**Exercise instructions**
In the material below, how many lines include the word "monitor"? Write only the number.

----------------------------------------

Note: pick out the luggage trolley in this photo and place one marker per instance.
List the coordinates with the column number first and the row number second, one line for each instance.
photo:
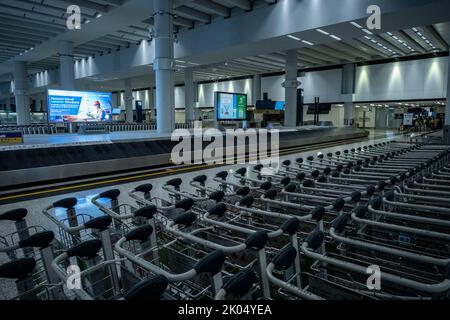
column 89, row 286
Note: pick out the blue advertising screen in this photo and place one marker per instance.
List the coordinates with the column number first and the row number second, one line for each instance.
column 79, row 106
column 231, row 106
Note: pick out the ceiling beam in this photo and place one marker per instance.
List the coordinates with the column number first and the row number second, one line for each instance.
column 318, row 55
column 192, row 14
column 88, row 5
column 243, row 4
column 345, row 47
column 210, row 7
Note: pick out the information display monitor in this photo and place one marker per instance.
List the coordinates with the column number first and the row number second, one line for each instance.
column 231, row 106
column 79, row 106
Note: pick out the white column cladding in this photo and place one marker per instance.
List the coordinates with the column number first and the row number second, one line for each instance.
column 447, row 109
column 21, row 94
column 189, row 95
column 291, row 84
column 256, row 93
column 128, row 101
column 348, row 90
column 164, row 65
column 8, row 103
column 66, row 65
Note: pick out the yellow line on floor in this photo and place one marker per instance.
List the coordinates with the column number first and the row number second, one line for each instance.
column 129, row 178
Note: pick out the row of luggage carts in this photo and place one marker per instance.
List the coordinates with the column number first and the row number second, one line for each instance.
column 322, row 227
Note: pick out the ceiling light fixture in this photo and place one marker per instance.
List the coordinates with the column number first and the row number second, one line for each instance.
column 356, row 25
column 293, row 37
column 335, row 37
column 323, row 32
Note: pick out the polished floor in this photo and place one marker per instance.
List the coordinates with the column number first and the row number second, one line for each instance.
column 35, row 207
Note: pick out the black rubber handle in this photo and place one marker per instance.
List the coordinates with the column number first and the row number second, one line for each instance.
column 212, row 263
column 241, row 283
column 217, row 196
column 315, row 240
column 15, row 215
column 285, row 258
column 141, row 233
column 110, row 194
column 218, row 210
column 257, row 241
column 200, row 179
column 291, row 226
column 361, row 211
column 243, row 191
column 266, row 186
column 146, row 212
column 318, row 213
column 88, row 249
column 340, row 223
column 19, row 269
column 144, row 188
column 174, row 182
column 246, row 201
column 100, row 223
column 186, row 219
column 68, row 203
column 149, row 289
column 38, row 240
column 185, row 204
column 222, row 175
column 271, row 194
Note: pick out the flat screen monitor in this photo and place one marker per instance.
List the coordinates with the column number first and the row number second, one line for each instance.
column 79, row 106
column 231, row 106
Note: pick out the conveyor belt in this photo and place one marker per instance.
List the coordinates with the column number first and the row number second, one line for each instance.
column 28, row 167
column 10, row 196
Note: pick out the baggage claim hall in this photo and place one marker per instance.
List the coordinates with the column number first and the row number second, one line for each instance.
column 236, row 150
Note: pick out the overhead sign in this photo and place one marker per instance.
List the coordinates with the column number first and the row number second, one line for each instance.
column 79, row 106
column 408, row 119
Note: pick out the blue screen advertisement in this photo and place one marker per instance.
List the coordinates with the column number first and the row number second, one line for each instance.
column 79, row 106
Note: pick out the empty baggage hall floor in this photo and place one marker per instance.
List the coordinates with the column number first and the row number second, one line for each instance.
column 84, row 206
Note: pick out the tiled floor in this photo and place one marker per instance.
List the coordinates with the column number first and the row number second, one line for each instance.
column 35, row 207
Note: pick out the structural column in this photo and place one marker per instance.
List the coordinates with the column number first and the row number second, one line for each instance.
column 66, row 66
column 348, row 89
column 189, row 95
column 290, row 87
column 21, row 94
column 128, row 101
column 164, row 65
column 256, row 92
column 447, row 109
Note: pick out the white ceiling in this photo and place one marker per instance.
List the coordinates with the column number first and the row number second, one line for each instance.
column 114, row 24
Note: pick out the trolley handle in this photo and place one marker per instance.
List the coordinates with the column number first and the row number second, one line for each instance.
column 15, row 215
column 256, row 241
column 315, row 240
column 283, row 261
column 39, row 240
column 211, row 263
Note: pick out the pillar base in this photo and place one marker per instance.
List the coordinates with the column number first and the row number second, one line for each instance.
column 349, row 122
column 446, row 137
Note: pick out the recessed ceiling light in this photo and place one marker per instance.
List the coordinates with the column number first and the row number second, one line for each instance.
column 356, row 25
column 293, row 37
column 335, row 37
column 323, row 32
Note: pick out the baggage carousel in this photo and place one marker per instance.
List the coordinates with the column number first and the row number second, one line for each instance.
column 62, row 158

----------------------------------------

**The completed task**
2